PD is a chronic, progressive neurodegenerative disorder, characterized by the progressive degeneration of dopaminergic neurons in the substantia nigra pars compacta and consequent reduction in dopamine (DA) content in striatum [66]. The enzyme tyrosine hydroxylase (TH) present in all dopaminergic cells, catalyzes the formation of L-DOPA, the rate-limiting step in the biosynthesis of DA, thereby directly linking PD with TH [67]. Thus, a TH deficiency in the striatum is a hallmark of PD [68].

The death of nigral dopaminergic neurons leads to the typical motor symptoms observed in PD, bradykinesia, tremor, and rigidity.

Several experimental and clinical studies have demonstrated that endocannabinoid system undergo evident neurochemical and neurophysiological alterations after dopamine depletion [69,70,71,72]. In fact, as consequence of reduction in dopaminergic signaling, endocannabinoids levels as well as CB1 receptor expression result to be up-regulated in basal ganglia [73,74], suggesting that cannabinoids could have a therapeutic role in the treatment of movement disorders associated with PD.

To better understand what is the cannabinoid mechanism of action in PD and their antiglutamatergic effects, it is vital to explain the network of synapses involved in the genesis and in the control of voluntary and involuntary movements. For this purpose, it will be beneficial to summarize and comment on mechanism prospects outlined by many authors [75,76,77].

At level of basal ganglia, when the prefrontal sensorial cortex receives a stimulus to perform a movement, sensitive cortical neurons send glutamatergic excitatory signals to striatum nucleus (putamen) that, via GABAergic neurons, inhibits the activity of internal globus pallidus. This is known as the direct pathway of movement control. So doing, the GABAergic inhibitory signal of globus pallidus, that normally controls the activity of thalamic nucleus, is lost and thalamus can send an excitatory glutamatergic signal to motor cortex that perform the movement.

### Information supplied
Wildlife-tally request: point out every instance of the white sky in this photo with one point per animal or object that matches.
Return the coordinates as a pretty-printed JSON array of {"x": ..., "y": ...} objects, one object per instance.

### Task requirements
[a] List the typical motor symptoms of PD named in the passage on PD and cannabinoids.
[b] Write the next part of the passage on PD and cannabinoids, picking up after its final sentence about the thalamus signaling the motor cortex.
The lines are separate material and have nothing to do with the passage on PD and cannabinoids.

### Answers
[a] Bradykinesia, tremor, rigidity

[b]
There is also an indirect pathway triggered from putamen: GABAergic neurons project to external globus pallidus that is inhibited to send, in turn, its GABAergic inhibitory signal to subthalamic nucleus. Subthalamic nucleus can now activate three pathway trough glutamatergic excitatory signals direct to: (1) substantia nigra pars reticulate; (2) internal segment of globus pallidus; (3) substantia nigra pars compacta. Among them, substantia nigra pars compacta is crucial to release dopamine neurotrasmitter activating striatum that stimulates the triggering of direct pathway via D1 receptors and, parallel, the inhibition of indirect pathway via D2 receptors. In PD, a depletion of dopamine in the striatum causes a cascade that lead to invert the normal balanced functioning of the basal ganglia circuitry. All this cascade of events lead to the blocking of the direct pathway and to the activation of the indirect pathway, so that we have bradykinesia as well as distorted muscle movements characteristic of PD patients.

Overall, the results is a disinhibition of the striatal neurons and therefore a relative glutamatergic overactivity, that antiglutamatergic therapies with cannabinoids counteract, mostly via CB1 receptor sited at level of presynaptic region of glutamatergic terminal [78].

More in detail, since the glutamatergic excitation is mediated by N-methyl-D-aspartate (NMDA) receptors of the neurons sited in the striatum and subthalamic nucleus, antagonists of NMDA receptors could reduce activity through the indirect pathway [77]. The result of cannabinoids action is translated in a reduction of glutamate release, decreasing calcium influx, as well as of local inflammatory events.

Current therapeutic strategies aim to increase dopaminergic transmission in basal ganglia by administration of dopamine precursors, such as L-DOPA [79], however, in a proportion of patients the efficacy of the treatment declines through time.

The majority of PD patients undergoing levodopa therapy develop disabling motor complications (dyskinesias) within 10 years of treatment. Recent studies in animal models and in the clinic propose that CB1 receptor antagonists could prove useful in the treatment of both Parkinsonian symptoms and levodopa-induced dyskinesia, whereas CB1 receptor agonists could have a role in reducing levodopa-induced dyskinesia (LID) [69].

In reserpine rat model of PD, the dopamine D2 receptor agonist quinpirole led to a significant reduction of akinesia [80]. This effect was substantially reduced by coinjection with the cannabinoid CB1/CB2 receptor agonist WIN 55,212-2. The concomitant administration of the CB1 antagonist rimonabant (SR141716A) with quinpirole and WIN 55,212-2 blocked the effect of WIN 55,212-2 on quinpirole-induced reduction of akinesia [80]. This suggests that cannabinoid antagonists might be therapeutically advantageous together with dopamine agonists in reversing the endocannabinoid effects upon inhibitory motor function observed in PD.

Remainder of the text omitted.